▸ INSTRUCTION: Rewrite all the items below, switching every "per instance" to "for each instance" and leaving everything else unchanged.

Pointing and labeling items:
-- START --

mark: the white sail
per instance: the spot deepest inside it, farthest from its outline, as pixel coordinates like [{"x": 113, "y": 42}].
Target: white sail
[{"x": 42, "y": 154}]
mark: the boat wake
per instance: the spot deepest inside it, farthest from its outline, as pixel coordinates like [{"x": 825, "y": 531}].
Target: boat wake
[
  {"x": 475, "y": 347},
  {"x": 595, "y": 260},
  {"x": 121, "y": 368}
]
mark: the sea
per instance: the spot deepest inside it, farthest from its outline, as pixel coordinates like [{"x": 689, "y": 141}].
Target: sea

-- END --

▸ WRITTEN RESPONSE:
mark: the white sail
for each instance: the spot deepest inside it, farthest from its outline, as pixel coordinates like [{"x": 113, "y": 42}].
Target: white sail
[{"x": 42, "y": 154}]
mark: the boat wake
for each instance: the spot deepest inside it, farthest from its outline, as pixel coordinates like [{"x": 825, "y": 531}].
Target: boat wake
[
  {"x": 475, "y": 347},
  {"x": 595, "y": 260},
  {"x": 121, "y": 368}
]
mark: the sea
for each instance: the spot deepest inside it, farthest from its outline, as pixel coordinates like [{"x": 689, "y": 141}].
Target: sea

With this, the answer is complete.